◆ Exercise goal ◆
Swap "Query" for "Label" in the lines starting at the first line and ending at the line that contains "xmin=380 ymin=0 xmax=423 ymax=425", with everything else unchanged. Give those lines again without the pictures.

========

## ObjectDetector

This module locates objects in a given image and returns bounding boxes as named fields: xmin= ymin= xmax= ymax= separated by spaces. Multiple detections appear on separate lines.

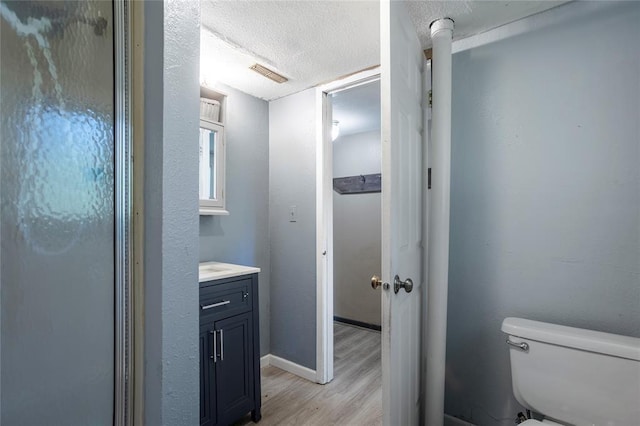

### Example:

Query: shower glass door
xmin=0 ymin=0 xmax=125 ymax=425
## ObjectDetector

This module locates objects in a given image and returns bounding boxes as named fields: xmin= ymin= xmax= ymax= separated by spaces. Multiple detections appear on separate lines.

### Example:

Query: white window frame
xmin=198 ymin=119 xmax=229 ymax=215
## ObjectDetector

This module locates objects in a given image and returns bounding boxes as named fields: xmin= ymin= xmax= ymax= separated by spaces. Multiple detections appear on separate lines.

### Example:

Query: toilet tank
xmin=502 ymin=318 xmax=640 ymax=426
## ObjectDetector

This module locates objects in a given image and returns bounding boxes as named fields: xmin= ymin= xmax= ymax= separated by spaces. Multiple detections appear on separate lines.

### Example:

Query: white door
xmin=380 ymin=0 xmax=423 ymax=425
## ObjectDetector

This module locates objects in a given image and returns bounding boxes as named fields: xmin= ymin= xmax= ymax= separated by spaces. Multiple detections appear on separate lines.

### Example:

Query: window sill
xmin=200 ymin=207 xmax=229 ymax=216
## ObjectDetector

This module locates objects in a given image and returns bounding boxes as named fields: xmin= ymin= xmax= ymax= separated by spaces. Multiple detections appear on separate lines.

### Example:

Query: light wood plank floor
xmin=236 ymin=323 xmax=382 ymax=426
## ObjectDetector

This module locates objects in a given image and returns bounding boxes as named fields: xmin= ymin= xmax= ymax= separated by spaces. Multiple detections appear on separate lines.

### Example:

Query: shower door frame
xmin=113 ymin=0 xmax=134 ymax=426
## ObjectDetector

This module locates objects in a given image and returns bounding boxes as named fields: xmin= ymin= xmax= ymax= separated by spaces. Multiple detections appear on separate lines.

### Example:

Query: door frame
xmin=316 ymin=65 xmax=380 ymax=384
xmin=112 ymin=0 xmax=135 ymax=426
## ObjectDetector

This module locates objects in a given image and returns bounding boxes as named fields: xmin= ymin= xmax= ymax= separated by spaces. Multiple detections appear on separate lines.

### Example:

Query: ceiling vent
xmin=249 ymin=64 xmax=289 ymax=83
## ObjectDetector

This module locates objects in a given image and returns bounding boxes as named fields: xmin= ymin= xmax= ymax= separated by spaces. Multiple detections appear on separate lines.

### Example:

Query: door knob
xmin=371 ymin=275 xmax=389 ymax=290
xmin=396 ymin=275 xmax=413 ymax=294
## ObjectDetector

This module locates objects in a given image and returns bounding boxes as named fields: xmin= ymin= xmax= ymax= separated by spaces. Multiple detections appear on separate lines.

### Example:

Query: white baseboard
xmin=260 ymin=354 xmax=271 ymax=368
xmin=444 ymin=414 xmax=475 ymax=426
xmin=260 ymin=354 xmax=317 ymax=383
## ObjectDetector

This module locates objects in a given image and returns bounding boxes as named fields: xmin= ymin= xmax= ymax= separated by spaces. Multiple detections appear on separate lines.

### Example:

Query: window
xmin=199 ymin=120 xmax=229 ymax=215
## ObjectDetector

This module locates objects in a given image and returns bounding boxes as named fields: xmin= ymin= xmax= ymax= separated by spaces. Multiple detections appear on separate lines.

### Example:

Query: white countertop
xmin=198 ymin=262 xmax=260 ymax=282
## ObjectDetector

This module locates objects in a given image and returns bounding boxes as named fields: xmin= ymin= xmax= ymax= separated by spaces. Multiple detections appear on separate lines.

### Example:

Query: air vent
xmin=249 ymin=64 xmax=289 ymax=83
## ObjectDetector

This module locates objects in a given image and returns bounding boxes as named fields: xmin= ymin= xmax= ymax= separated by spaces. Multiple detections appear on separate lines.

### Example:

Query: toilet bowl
xmin=501 ymin=318 xmax=640 ymax=426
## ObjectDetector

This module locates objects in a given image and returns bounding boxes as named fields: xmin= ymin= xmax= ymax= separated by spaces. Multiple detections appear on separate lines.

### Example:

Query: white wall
xmin=144 ymin=2 xmax=200 ymax=426
xmin=446 ymin=2 xmax=640 ymax=425
xmin=269 ymin=89 xmax=316 ymax=369
xmin=333 ymin=130 xmax=384 ymax=325
xmin=200 ymin=85 xmax=270 ymax=355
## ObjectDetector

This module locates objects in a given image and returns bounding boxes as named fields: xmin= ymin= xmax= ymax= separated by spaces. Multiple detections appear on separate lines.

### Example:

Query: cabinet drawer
xmin=200 ymin=278 xmax=252 ymax=319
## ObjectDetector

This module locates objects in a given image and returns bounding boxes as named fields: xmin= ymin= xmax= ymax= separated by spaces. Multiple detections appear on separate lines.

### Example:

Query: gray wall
xmin=144 ymin=2 xmax=200 ymax=425
xmin=200 ymin=82 xmax=270 ymax=355
xmin=269 ymin=89 xmax=316 ymax=369
xmin=333 ymin=130 xmax=382 ymax=325
xmin=446 ymin=2 xmax=640 ymax=425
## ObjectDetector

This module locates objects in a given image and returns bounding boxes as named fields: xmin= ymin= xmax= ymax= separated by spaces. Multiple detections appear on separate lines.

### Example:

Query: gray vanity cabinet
xmin=200 ymin=274 xmax=261 ymax=426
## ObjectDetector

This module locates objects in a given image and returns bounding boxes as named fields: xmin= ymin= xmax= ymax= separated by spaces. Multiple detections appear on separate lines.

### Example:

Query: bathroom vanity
xmin=199 ymin=262 xmax=261 ymax=426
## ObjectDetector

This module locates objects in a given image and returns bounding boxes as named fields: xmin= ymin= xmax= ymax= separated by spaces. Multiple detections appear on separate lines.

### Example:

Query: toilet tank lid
xmin=501 ymin=317 xmax=640 ymax=361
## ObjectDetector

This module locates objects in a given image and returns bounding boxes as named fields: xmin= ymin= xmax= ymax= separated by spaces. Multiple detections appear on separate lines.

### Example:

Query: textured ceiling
xmin=201 ymin=0 xmax=564 ymax=100
xmin=201 ymin=0 xmax=380 ymax=100
xmin=331 ymin=80 xmax=380 ymax=136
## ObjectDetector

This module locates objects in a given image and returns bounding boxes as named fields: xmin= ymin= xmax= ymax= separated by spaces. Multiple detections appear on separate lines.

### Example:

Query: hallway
xmin=236 ymin=323 xmax=382 ymax=426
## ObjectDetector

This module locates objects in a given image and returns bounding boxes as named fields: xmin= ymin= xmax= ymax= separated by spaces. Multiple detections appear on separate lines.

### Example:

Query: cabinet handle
xmin=214 ymin=331 xmax=218 ymax=363
xmin=218 ymin=329 xmax=224 ymax=361
xmin=200 ymin=300 xmax=231 ymax=311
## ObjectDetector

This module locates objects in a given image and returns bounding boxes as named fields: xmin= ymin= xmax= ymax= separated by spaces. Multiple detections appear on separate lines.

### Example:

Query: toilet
xmin=501 ymin=318 xmax=640 ymax=426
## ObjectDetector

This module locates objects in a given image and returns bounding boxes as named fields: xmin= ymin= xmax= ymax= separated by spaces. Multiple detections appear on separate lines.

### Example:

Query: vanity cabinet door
xmin=215 ymin=313 xmax=259 ymax=424
xmin=200 ymin=322 xmax=216 ymax=426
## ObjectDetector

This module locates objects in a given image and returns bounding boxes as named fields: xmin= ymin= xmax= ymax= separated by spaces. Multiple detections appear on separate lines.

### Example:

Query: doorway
xmin=316 ymin=67 xmax=382 ymax=383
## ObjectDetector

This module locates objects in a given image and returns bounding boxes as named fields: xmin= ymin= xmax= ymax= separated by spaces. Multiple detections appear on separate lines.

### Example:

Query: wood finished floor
xmin=236 ymin=323 xmax=382 ymax=426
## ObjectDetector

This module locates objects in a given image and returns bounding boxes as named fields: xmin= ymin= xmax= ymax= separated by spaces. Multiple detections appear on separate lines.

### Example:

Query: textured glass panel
xmin=0 ymin=1 xmax=114 ymax=425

========

◆ Exercise answer ◆
## ObjectDetector

This module locates objects in a given image and returns bounding boxes as named fields: xmin= ymin= xmax= ymax= separated by spaces. Multiple detections appear on separate lines.


### Example:

Label: shower glass door
xmin=0 ymin=0 xmax=125 ymax=425
## ObjectDetector

This module locates objects in a given image and returns bounding boxes as named fields: xmin= ymin= xmax= ymax= separated by spaces. Multiple detections appear on separate lines.

### Example:

Label: white window frame
xmin=198 ymin=119 xmax=229 ymax=215
## ObjectDetector

This module locates objects in a given image and returns bounding boxes as named fields: xmin= ymin= xmax= ymax= separated by spaces. Multiple detections appear on separate lines.

### Example:

Label: toilet tank
xmin=502 ymin=318 xmax=640 ymax=426
## ObjectDetector

This module locates objects in a given image and returns bounding boxes as named fields: xmin= ymin= xmax= ymax= separated by spaces. Multiple detections appear on separate lines.

### Example:

Label: white door
xmin=380 ymin=0 xmax=423 ymax=425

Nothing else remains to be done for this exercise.